- [DATA RECORDS]:
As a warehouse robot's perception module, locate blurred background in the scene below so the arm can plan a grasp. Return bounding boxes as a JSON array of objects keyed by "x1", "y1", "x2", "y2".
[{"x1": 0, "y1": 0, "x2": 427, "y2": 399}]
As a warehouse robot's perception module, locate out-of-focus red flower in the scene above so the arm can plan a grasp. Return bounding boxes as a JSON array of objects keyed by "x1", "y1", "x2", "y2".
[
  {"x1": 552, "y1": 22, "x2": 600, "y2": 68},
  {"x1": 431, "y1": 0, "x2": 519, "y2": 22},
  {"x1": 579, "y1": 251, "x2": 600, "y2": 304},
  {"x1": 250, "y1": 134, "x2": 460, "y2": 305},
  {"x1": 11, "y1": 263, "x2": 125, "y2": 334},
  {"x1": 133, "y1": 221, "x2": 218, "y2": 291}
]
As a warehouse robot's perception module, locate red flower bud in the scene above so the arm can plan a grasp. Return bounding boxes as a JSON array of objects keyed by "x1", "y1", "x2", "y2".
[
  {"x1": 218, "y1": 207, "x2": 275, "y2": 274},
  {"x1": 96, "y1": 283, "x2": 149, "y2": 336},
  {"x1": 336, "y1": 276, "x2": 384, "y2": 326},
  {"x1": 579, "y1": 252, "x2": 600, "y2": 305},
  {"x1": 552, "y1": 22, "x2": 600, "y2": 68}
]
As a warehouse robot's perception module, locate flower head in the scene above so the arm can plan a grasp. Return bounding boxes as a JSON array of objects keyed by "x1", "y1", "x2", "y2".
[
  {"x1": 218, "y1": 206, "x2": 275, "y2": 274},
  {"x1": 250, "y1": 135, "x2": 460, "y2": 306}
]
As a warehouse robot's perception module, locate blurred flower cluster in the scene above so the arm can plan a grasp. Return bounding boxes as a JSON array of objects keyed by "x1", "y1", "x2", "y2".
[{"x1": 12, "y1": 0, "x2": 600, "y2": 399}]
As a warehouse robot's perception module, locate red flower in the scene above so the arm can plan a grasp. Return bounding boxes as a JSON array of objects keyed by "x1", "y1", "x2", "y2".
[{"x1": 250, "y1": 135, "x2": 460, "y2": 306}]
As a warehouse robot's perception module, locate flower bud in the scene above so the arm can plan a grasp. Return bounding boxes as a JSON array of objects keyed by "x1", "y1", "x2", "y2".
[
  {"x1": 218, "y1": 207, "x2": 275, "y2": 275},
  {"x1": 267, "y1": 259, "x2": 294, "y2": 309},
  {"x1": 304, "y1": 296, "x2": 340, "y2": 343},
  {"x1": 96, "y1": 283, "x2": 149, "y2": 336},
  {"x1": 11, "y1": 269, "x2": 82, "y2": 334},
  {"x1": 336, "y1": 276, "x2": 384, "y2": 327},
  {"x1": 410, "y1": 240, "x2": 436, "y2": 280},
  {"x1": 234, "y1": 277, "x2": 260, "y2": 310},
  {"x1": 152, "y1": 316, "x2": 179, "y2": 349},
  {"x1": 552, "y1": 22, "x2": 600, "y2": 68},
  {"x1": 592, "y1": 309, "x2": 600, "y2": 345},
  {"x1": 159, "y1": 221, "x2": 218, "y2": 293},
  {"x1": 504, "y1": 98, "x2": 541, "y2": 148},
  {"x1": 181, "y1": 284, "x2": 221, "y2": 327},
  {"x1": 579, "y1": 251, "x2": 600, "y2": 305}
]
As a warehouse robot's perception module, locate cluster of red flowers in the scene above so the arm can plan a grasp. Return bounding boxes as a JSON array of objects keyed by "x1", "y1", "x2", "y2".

- [STATED PROBLEM]: How many lines in the material above contain the string "cluster"? Reply with the number only.

- [SOLUTION FOR THIS EXERCISE]: 2